Segment Start: Listed entries

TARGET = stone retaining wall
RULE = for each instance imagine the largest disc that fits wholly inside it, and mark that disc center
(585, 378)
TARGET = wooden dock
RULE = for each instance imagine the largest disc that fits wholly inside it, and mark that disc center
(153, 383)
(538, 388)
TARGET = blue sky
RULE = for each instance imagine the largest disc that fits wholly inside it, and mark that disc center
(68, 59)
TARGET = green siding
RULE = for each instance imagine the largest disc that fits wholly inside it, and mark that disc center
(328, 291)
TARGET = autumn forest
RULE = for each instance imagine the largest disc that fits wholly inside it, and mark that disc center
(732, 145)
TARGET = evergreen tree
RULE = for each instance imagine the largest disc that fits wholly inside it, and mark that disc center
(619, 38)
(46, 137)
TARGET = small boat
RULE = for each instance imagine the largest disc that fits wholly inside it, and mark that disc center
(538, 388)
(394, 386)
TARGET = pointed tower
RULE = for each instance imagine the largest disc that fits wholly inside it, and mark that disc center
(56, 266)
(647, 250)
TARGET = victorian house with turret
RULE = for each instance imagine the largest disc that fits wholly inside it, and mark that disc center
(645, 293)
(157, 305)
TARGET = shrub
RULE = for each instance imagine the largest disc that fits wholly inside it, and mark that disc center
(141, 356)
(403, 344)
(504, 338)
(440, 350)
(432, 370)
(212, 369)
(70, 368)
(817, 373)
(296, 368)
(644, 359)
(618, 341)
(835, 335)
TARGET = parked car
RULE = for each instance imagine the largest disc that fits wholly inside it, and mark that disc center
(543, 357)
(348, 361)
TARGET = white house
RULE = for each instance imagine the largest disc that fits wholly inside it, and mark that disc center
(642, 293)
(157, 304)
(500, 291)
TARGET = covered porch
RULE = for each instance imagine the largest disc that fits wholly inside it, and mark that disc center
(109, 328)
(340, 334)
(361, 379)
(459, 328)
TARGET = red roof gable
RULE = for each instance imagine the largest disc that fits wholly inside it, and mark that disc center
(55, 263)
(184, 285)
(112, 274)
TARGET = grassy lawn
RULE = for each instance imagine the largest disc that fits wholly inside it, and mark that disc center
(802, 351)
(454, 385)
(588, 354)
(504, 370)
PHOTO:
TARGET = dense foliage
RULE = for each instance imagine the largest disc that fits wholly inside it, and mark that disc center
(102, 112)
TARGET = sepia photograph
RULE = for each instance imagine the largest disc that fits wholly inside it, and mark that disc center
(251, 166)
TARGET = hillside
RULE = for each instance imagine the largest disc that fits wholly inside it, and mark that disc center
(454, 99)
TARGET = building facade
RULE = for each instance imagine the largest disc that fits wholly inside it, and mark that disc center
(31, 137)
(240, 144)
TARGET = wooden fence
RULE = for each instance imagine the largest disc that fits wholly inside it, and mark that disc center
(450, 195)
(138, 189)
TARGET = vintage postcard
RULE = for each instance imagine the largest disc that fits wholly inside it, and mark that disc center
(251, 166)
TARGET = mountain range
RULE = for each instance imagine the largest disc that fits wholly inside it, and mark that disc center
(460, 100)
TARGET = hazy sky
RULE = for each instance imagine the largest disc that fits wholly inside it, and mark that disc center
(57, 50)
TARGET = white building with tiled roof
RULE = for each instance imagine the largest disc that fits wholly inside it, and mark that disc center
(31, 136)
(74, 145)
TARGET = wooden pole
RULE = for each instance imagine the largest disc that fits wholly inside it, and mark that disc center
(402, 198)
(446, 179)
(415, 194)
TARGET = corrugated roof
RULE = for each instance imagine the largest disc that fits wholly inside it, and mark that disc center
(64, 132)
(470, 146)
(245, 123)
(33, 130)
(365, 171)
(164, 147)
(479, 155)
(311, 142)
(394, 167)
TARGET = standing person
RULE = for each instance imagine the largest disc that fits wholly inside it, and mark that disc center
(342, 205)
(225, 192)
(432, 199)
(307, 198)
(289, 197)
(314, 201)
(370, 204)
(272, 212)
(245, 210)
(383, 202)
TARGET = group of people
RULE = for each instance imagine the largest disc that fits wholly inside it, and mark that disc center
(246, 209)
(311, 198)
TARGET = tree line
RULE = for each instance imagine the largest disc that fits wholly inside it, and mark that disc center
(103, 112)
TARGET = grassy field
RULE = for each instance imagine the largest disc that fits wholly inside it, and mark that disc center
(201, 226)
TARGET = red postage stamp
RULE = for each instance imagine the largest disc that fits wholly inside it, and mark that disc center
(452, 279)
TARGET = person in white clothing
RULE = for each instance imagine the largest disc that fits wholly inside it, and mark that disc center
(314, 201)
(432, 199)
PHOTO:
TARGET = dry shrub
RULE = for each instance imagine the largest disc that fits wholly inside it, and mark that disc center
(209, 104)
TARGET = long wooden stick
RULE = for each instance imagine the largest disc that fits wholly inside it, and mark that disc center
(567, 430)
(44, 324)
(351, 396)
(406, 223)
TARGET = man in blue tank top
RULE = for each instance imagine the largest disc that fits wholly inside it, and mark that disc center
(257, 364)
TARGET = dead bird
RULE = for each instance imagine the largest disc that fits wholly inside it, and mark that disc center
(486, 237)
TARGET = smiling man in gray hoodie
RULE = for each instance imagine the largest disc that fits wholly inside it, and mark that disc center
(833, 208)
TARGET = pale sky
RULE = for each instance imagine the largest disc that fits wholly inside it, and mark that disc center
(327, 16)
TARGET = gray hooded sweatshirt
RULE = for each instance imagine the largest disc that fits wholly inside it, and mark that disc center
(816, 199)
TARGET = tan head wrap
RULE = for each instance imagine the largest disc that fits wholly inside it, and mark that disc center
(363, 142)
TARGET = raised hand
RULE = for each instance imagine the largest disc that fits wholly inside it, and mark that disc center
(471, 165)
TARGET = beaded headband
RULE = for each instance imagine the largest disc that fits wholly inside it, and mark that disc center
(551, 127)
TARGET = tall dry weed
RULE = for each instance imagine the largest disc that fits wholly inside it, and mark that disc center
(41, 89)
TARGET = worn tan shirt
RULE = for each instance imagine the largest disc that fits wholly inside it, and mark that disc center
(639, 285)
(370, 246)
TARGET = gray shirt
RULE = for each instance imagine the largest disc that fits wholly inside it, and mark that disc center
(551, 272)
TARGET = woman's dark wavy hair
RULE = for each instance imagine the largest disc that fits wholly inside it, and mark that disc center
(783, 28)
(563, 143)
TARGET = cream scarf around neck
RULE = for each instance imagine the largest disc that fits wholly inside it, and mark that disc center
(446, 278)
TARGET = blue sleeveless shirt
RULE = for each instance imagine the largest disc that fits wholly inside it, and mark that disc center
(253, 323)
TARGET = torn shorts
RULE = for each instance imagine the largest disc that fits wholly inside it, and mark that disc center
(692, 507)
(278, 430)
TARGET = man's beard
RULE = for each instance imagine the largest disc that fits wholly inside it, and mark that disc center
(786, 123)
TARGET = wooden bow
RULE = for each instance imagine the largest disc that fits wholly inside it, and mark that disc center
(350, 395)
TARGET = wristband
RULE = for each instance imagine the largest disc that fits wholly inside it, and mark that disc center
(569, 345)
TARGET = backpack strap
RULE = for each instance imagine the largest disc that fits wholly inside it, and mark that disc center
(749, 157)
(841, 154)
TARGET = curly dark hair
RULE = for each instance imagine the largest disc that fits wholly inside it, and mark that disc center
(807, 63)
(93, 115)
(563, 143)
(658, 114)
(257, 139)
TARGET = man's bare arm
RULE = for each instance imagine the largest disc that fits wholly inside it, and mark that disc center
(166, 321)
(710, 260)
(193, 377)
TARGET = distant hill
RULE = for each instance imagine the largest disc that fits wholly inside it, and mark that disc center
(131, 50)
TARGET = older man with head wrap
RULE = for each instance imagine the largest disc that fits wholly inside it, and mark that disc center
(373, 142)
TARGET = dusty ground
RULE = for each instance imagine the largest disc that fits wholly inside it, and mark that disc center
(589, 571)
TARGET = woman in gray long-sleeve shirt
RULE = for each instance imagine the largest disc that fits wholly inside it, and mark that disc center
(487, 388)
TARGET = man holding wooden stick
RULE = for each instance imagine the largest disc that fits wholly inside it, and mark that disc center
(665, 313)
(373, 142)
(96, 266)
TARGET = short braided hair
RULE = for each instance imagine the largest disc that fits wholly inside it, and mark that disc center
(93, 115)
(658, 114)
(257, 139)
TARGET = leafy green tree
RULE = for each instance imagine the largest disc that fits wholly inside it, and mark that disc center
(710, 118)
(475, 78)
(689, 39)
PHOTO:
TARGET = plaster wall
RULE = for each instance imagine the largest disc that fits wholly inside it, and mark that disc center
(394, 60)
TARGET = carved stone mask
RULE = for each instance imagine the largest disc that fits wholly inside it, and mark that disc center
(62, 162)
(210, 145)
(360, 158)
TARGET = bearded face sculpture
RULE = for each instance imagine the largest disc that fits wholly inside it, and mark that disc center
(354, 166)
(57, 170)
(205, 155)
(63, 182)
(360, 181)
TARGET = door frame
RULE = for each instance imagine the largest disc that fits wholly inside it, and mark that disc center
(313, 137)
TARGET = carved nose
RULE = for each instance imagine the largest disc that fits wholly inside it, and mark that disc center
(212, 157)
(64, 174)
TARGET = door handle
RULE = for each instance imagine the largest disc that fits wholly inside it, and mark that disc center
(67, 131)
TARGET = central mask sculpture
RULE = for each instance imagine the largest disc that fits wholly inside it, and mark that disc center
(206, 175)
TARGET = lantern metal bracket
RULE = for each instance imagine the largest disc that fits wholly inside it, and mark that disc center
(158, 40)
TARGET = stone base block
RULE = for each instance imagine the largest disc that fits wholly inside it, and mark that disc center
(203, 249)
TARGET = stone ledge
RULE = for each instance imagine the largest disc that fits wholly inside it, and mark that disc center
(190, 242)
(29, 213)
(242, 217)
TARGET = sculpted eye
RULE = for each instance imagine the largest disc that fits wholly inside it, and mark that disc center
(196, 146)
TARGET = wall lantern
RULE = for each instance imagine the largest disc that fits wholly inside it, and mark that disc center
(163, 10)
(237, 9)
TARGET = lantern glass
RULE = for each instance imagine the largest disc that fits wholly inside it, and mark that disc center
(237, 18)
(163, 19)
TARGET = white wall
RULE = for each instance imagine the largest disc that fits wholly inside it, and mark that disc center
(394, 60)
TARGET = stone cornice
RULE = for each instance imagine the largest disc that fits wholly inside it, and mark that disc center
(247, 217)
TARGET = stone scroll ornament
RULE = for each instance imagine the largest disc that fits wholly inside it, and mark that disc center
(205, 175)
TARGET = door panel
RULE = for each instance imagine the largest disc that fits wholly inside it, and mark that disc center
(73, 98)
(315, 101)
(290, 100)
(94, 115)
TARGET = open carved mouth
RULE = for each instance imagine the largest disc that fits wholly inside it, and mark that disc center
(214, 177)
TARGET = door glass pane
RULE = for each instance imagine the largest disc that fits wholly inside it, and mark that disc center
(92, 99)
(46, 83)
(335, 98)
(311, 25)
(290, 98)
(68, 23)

Segment End: Listed entries

Going back over the entries above, copy word for word every line from the one that has "TARGET = wall lantern" on through the one that has "TARGET = door panel".

TARGET = wall lantern
RULE = for each instance imagine the largest disc that fits wholly inside it, and mark that disc center
(163, 10)
(237, 9)
TARGET = lantern glass
RULE = for each instance imagine the largest disc that fits wholly inside it, and mark that disc center
(237, 18)
(163, 19)
TARGET = white wall
RULE = for each instance imagine the largest disc that fits wholly inside it, and mark that disc center
(394, 60)
TARGET = stone cornice
RULE = for each instance imagine the largest disc that fits wholly inside it, and mark that disc center
(247, 217)
TARGET = stone scroll ornament
RULE = for each instance imagine the largest disc that fits wholly inside it, and mark that disc center
(205, 175)
TARGET = door panel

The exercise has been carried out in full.